▸ **Exercise prompt**
Return the lines beginning at the one that contains "Locate the blurred" and continuing to the end of the entries, including both ends, exactly as written and nothing else.

===== Material supplied

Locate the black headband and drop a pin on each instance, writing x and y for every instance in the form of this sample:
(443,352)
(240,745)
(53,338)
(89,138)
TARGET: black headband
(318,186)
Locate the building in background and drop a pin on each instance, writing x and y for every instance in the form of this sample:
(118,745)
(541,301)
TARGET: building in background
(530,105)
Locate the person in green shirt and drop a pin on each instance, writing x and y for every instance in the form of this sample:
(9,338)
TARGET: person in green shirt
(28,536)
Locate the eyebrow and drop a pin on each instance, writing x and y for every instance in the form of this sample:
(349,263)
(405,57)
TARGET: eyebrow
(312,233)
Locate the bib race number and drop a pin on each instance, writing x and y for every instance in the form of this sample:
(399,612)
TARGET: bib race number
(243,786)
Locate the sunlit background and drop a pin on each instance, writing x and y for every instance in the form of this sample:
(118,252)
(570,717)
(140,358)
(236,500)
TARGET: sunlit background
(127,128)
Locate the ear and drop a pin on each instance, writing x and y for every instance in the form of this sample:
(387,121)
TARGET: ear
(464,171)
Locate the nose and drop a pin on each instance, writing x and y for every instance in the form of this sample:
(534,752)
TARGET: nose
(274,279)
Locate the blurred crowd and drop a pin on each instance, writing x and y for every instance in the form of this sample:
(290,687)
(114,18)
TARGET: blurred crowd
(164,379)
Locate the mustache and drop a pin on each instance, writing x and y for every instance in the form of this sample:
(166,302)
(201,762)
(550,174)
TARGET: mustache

==========

▸ **Answer area**
Locate the blurred crowd and drop a pin on each instance, writing x and y for every instance in the form of this sample:
(290,687)
(114,18)
TARGET: blurred crowd
(164,379)
Locate the mustache and drop a pin on each instance, writing x and y for every instance in the form of this sample:
(166,302)
(201,762)
(550,174)
TARGET: mustache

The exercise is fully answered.